*Assignment:*
Can you return, word for word, the part of the essay on executing juvenile offenders starting with "Glen McGinnis was" and going on through "to such standards."?

*Document segment:*
--*--

Glen McGinnis was nine years old the first time he was raped by his stepfather. His mother, a crack addict and a prostitute, offered little in the way of parenting. He was beaten with an electrical cord and a baseball bat, and burned with hot grease. When Glen was 17, he shot and killed a laundry attendant and was subsequently executed by the state of Texas.

His case is symptomatic of the cruel and unjustified manner by which the system of capital punishment in the United States fails to distinguish between children and adults. A deeply troubled adolescent should not be held accountable to the same standards to which we hold adults. Indeed, no child should be held to such standards.

While the perpetrators of violent crimes must be punished, there is a clear moral argument against executing child offenders and it happens to be the same argument the U.S. Supreme Court set forth when barring the execution of persons with mental retardation. Last June, in Atkins v. Virginia, the Supreme Court found that executing those with mental retardation is cruel and unusual punishment due to the diminished capacity of such persons to fully understand their personal culpability and the legal ramifications of their actions. The numerous parallel arguments against executing those with mental retardation and executing juvenile offenders seemed to provide a new prism through which the Supreme Court could also view the execution of child offenders as unconstitutional.

Disappointingly, last month the Supreme Court refused to consider juvenile offender executions. A strong dissent issued by Justices John Paul Stevens, David Souter, Ruth Bader Ginsburg and Stephen Breyer correctly noted that due to the arguments in Atkins v. Virginia, the ‘shameful practice’ of executing juveniles warrants revisiting. Justice Stevens called such executions ‘a relic of the past…inconsistent with evolving standards of decency in a civilized society.’

The United States is the only country in the Western Hemisphere that executes juveniles, although the practice is in flagrant violation of internationally recognized human rights standards. Since 1990, the U.S. has led the world in the execution of child offenders, killing 18, while the rest of the world combined carried out 14 executions. Every nation in the world has ratified the United Nations Convention on the Rights of the Child, which prohibits the execution of juveniles, except Somalia and the U.S. The latter is the same country in which our politicians claim, ‘We will leave no child behind.’

As the U.S. increasingly isolates itself from the international community because of its treatment of child offenders, it is a sad irony that outside of death row our society truly operates under the recognition that children are not as accountable as adults. It is a further irony that, for example, in Louisiana, a person under 18 isn’t permitted to witness an execution, but is permitted to be executed for a crime committed while under the age of 18. A person under the age of 18, by law, is not mature enough to vote, serve on a jury, drink alcohol, smoke cigarettes, or enlist in the military. In this context, it is not surprising that national consensus for the abolition of juvenile executions already exists. Last May, a Gallup survey found that 69 percent of Americans oppose the death penalty for juvenile offenders.

In the aftermath of the Supreme Court’s failure to address the juvenile death penalty, state legislatures will play a key role in establishing the national consensus necessary to end this practice. The issue is presently before ten state legislatures: Arizona, Arkansas, Florida, Kentucky, Mississippi, Missouri, Nevada, Pennsylvania, South Dakota, and Texas. State legislatures should seize this opportunity to update their death penalty laws and stop the execution of those who were under 18 at the time of the crime.

There are currently 82 juvenile offenders on death row; 82 children with various histories that our justice system has judged completely hopeless and irredeemable. We cannot let the injustice continue.

It has been said that the ultimate measure of a society is the way in which it treats its weakest constituents the marginalized ones: women, children, minorities, the indigent, and the disenfranchised. Ultimately, therefore, whether the U.S. continues to support the death penalty for juvenile offenders says something about us as a society about what we want our world to look like. The U.S. must join the international community and ban the revolting practice of executing juvenile offenders.

--*--

*Input data:*
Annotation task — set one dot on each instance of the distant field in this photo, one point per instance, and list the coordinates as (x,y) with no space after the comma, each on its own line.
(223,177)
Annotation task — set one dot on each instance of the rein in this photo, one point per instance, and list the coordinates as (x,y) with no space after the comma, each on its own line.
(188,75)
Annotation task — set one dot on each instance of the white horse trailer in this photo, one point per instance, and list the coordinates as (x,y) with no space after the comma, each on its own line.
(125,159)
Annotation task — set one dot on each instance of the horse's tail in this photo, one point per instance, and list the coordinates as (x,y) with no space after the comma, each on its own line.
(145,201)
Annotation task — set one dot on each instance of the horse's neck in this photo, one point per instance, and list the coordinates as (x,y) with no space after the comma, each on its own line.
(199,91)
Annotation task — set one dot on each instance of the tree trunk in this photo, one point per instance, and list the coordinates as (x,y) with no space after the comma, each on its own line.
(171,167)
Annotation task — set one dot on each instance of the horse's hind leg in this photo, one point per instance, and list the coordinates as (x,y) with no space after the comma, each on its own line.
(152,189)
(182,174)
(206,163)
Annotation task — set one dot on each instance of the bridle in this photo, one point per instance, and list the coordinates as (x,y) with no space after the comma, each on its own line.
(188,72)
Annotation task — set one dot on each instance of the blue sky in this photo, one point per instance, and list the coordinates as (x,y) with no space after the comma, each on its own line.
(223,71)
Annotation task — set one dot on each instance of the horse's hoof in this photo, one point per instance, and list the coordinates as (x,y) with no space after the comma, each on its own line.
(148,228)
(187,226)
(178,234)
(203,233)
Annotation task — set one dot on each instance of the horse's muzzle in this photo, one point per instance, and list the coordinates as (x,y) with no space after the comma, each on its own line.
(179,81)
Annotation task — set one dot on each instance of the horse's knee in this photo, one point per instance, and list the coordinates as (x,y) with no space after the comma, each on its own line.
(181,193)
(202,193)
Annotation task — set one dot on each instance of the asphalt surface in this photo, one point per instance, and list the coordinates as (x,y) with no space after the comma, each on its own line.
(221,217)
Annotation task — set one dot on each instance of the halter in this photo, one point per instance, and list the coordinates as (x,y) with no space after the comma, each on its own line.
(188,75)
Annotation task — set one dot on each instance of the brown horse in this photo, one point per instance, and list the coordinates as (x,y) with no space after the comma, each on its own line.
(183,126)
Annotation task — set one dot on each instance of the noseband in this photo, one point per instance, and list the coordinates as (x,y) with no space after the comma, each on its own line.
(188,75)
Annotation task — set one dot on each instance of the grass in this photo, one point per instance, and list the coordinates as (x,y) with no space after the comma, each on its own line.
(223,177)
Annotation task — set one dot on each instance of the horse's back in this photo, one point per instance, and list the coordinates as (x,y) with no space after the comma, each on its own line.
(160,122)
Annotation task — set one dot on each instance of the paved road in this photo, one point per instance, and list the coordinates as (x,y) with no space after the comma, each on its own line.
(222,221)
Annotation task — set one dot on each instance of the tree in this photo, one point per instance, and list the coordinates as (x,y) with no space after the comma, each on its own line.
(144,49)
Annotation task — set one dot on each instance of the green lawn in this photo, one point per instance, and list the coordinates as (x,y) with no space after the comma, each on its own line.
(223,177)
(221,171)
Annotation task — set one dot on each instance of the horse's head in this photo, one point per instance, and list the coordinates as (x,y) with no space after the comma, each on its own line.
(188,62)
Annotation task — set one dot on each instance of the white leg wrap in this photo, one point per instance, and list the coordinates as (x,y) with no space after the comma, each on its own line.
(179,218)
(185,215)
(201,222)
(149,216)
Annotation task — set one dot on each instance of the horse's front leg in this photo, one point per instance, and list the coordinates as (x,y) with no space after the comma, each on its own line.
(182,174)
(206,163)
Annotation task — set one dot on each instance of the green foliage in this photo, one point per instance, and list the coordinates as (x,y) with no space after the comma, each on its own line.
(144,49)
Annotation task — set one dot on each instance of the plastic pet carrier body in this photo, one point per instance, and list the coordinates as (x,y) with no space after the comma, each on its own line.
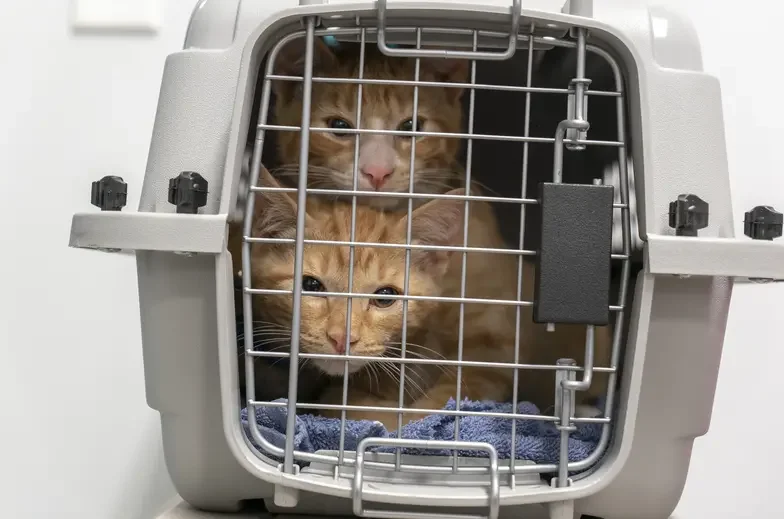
(593,140)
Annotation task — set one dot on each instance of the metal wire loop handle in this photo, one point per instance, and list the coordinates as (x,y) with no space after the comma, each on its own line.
(444,53)
(494,499)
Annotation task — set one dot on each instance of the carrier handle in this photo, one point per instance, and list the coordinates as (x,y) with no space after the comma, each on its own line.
(444,53)
(494,499)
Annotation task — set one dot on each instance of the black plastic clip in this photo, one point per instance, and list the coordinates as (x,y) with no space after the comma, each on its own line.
(188,191)
(110,193)
(763,223)
(688,214)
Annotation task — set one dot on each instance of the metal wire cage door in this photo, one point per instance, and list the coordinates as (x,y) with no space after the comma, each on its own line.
(470,463)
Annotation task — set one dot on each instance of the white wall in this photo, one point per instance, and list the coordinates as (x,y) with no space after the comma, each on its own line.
(77,439)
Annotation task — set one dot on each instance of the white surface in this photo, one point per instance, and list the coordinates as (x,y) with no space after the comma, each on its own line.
(120,15)
(77,440)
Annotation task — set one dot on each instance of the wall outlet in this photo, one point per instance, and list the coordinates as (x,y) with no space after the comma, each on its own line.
(116,16)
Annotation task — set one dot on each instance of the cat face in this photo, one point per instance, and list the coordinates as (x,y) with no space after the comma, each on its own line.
(384,162)
(376,323)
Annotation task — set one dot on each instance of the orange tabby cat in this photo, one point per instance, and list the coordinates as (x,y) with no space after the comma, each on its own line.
(432,327)
(384,161)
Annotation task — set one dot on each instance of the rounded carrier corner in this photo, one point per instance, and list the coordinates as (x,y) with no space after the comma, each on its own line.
(559,115)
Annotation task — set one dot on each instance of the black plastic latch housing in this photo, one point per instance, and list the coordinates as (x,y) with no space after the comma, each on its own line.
(573,275)
(763,223)
(188,191)
(688,214)
(110,193)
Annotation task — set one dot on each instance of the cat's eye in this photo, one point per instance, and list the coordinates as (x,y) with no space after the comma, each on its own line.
(311,284)
(408,125)
(380,301)
(339,126)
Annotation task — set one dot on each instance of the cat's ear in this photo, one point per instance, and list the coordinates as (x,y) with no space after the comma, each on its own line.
(449,70)
(291,62)
(275,212)
(439,222)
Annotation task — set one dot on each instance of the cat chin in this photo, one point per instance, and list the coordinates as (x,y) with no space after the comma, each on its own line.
(335,368)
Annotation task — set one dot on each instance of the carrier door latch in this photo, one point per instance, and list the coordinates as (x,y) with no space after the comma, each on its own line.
(493,499)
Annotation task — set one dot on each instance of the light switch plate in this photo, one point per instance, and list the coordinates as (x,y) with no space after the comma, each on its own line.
(116,15)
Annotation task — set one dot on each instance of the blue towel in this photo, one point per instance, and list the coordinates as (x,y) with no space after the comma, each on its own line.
(536,440)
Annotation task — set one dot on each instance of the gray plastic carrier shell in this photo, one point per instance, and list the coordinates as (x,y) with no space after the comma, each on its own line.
(679,305)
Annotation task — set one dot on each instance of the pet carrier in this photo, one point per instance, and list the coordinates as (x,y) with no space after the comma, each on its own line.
(624,209)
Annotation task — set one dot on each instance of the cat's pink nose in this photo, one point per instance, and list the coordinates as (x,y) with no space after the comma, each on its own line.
(338,340)
(377,175)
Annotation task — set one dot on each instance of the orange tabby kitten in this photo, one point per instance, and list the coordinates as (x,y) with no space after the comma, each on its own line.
(384,161)
(432,327)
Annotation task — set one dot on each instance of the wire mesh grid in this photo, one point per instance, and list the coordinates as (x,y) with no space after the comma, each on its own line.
(567,376)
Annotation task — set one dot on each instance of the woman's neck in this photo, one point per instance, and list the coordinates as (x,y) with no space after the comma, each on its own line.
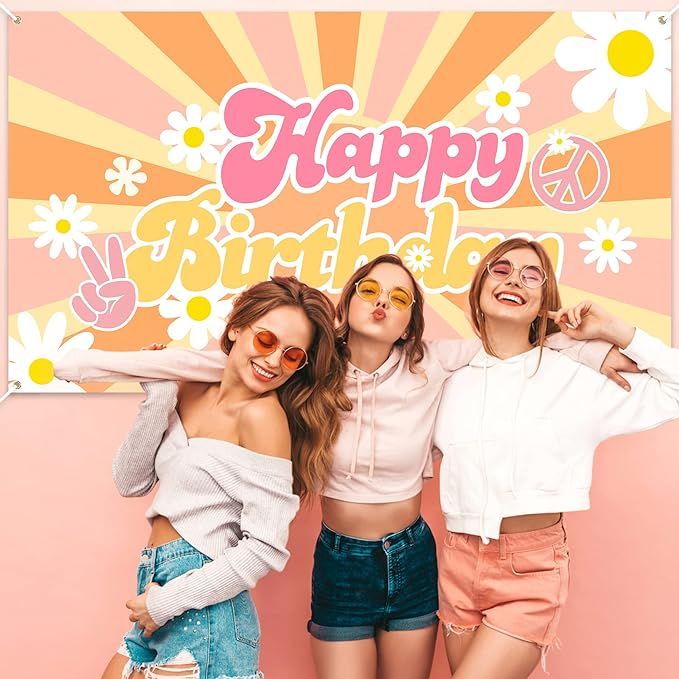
(506,339)
(367,353)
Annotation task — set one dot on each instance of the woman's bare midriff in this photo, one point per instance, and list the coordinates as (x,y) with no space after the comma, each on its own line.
(370,521)
(162,532)
(523,524)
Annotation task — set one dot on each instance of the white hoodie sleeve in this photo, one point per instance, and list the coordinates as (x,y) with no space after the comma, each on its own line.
(654,397)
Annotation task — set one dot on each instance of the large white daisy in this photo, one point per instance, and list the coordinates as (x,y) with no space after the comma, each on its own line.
(32,356)
(503,99)
(193,137)
(418,258)
(197,314)
(608,245)
(629,54)
(62,225)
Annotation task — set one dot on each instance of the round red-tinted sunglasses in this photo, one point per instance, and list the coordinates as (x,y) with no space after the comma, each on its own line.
(265,343)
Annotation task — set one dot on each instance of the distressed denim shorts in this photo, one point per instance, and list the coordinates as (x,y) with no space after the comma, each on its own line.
(222,640)
(359,585)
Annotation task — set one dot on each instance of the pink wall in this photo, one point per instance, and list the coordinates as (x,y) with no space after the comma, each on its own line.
(70,543)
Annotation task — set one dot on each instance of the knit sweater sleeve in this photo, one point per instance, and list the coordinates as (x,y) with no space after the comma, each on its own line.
(134,464)
(268,507)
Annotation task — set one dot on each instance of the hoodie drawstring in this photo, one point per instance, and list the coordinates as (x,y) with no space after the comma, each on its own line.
(359,423)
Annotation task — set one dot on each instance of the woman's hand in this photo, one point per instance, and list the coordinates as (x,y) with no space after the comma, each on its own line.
(140,613)
(588,320)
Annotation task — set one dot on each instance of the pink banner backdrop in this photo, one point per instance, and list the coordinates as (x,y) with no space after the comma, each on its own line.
(136,211)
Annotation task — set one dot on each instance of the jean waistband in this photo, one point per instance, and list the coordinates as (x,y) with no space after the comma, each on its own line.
(406,536)
(170,550)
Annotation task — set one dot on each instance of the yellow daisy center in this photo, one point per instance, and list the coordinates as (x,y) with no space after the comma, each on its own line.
(194,137)
(503,98)
(198,308)
(630,53)
(63,226)
(41,371)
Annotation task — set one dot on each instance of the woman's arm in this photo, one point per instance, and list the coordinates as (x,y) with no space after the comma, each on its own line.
(95,365)
(134,464)
(268,508)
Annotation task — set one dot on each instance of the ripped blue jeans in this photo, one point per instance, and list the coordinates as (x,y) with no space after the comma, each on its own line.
(217,642)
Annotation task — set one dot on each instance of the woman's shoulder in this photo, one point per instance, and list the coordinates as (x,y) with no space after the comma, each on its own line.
(264,428)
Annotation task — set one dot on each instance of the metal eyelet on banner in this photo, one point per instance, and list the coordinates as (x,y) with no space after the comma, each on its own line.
(668,17)
(16,19)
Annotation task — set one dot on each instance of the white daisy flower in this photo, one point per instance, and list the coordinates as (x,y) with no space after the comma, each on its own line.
(628,54)
(125,176)
(503,99)
(560,142)
(32,356)
(418,258)
(197,314)
(63,226)
(608,245)
(194,137)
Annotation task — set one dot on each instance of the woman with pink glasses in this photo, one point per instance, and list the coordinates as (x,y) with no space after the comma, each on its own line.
(518,428)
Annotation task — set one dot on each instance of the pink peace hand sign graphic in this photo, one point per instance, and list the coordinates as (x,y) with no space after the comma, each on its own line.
(108,299)
(562,189)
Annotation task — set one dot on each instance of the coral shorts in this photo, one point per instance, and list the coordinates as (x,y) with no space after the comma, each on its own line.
(516,585)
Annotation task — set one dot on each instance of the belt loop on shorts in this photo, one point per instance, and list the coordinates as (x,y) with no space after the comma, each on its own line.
(409,535)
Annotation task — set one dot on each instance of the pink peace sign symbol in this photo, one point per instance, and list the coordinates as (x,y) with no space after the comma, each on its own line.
(566,180)
(108,299)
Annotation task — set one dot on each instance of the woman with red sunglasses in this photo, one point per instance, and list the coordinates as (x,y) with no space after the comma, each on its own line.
(228,486)
(374,584)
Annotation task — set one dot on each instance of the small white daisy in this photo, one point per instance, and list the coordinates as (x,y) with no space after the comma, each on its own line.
(560,142)
(197,314)
(32,356)
(418,258)
(608,245)
(628,54)
(503,99)
(126,176)
(193,137)
(63,226)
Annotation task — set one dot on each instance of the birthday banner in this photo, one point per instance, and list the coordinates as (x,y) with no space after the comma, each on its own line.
(159,163)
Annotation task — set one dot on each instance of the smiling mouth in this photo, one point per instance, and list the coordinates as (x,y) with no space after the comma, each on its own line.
(261,373)
(510,299)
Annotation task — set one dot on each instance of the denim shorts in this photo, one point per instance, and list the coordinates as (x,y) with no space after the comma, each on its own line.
(222,639)
(359,585)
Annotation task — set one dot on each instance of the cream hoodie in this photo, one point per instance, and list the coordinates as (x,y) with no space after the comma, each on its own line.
(517,439)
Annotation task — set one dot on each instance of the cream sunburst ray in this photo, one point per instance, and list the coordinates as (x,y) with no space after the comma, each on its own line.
(446,30)
(306,37)
(118,34)
(528,58)
(34,108)
(654,214)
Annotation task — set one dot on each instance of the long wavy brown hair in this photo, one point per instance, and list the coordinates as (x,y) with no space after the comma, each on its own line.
(541,326)
(313,396)
(413,345)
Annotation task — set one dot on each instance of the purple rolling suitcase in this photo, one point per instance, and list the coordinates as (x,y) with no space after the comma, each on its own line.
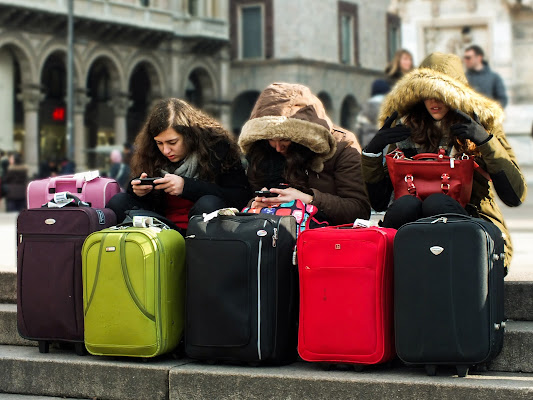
(97,192)
(49,271)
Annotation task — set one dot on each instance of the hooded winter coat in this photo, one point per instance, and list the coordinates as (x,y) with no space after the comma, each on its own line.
(441,77)
(291,111)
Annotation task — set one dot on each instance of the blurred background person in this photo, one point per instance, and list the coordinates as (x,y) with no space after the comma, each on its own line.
(481,77)
(400,65)
(14,183)
(119,170)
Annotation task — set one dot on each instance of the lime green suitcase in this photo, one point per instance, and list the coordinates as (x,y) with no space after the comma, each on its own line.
(133,291)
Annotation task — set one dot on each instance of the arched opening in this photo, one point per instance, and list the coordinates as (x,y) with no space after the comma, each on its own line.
(52,113)
(199,90)
(241,109)
(99,115)
(140,93)
(349,110)
(325,98)
(11,110)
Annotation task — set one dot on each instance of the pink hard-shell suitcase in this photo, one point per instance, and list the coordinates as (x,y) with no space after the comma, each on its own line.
(97,191)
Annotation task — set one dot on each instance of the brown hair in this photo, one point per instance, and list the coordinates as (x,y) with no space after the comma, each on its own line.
(427,133)
(201,134)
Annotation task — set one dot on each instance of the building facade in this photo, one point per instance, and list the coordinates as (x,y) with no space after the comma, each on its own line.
(337,48)
(126,55)
(503,28)
(216,54)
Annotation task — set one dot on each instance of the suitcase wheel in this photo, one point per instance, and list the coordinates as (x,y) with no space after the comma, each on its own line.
(80,349)
(44,346)
(358,367)
(326,366)
(462,370)
(431,370)
(483,367)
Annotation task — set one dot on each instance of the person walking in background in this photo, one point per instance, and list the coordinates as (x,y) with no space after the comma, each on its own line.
(290,140)
(481,77)
(366,123)
(14,184)
(400,65)
(119,170)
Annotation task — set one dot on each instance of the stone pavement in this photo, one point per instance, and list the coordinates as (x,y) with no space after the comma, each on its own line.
(518,219)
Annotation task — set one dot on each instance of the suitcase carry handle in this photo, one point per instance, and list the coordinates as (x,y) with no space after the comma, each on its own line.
(68,179)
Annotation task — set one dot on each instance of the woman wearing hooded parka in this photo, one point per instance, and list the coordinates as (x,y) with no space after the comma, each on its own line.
(433,107)
(290,140)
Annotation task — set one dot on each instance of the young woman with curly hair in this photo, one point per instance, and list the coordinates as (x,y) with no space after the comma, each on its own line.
(195,159)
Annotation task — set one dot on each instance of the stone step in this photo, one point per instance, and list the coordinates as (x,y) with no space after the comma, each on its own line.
(8,287)
(62,373)
(518,296)
(516,356)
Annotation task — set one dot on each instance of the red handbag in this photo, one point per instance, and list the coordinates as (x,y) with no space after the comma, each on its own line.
(429,173)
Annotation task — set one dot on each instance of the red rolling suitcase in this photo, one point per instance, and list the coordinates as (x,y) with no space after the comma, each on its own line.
(346,295)
(49,271)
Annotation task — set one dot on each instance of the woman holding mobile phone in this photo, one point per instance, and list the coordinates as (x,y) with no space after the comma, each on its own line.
(295,152)
(195,161)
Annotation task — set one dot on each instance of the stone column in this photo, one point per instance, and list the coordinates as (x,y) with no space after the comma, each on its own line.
(225,100)
(7,116)
(120,103)
(80,135)
(31,97)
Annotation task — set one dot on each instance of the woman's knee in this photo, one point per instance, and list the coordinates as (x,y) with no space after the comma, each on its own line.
(403,210)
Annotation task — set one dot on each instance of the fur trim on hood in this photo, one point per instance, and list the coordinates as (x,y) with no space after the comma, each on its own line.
(291,111)
(440,76)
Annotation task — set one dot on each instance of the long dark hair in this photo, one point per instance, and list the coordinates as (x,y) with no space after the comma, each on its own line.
(268,168)
(428,133)
(201,134)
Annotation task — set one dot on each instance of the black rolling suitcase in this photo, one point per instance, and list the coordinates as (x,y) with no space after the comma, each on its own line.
(49,284)
(448,292)
(241,301)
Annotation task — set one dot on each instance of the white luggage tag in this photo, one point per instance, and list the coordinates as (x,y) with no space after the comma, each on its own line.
(60,200)
(88,175)
(362,223)
(223,211)
(140,221)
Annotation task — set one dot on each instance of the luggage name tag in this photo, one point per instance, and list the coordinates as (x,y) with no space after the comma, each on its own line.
(223,211)
(60,200)
(88,175)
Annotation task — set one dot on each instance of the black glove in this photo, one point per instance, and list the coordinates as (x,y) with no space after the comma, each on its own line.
(387,135)
(471,129)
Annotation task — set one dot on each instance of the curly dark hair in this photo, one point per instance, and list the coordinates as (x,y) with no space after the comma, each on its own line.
(269,168)
(201,134)
(429,134)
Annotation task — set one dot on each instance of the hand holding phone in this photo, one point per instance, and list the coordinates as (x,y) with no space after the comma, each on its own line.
(265,193)
(148,181)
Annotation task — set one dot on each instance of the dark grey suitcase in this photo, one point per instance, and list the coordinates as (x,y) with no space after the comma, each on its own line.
(242,289)
(448,292)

--*--

*Exercise result:*
Glen McGinnis was nine years old the first time he was raped by his stepfather. His mother, a crack addict and a prostitute, offered little in the way of parenting. He was beaten with an electrical cord and a baseball bat, and burned with hot grease. When Glen was 17, he shot and killed a laundry attendant and was subsequently executed by the state of Texas.

His case is symptomatic of the cruel and unjustified manner by which the system of capital punishment in the United States fails to distinguish between children and adults. A deeply troubled adolescent should not be held accountable to the same standards to which we hold adults. Indeed, no child should be held to such standards.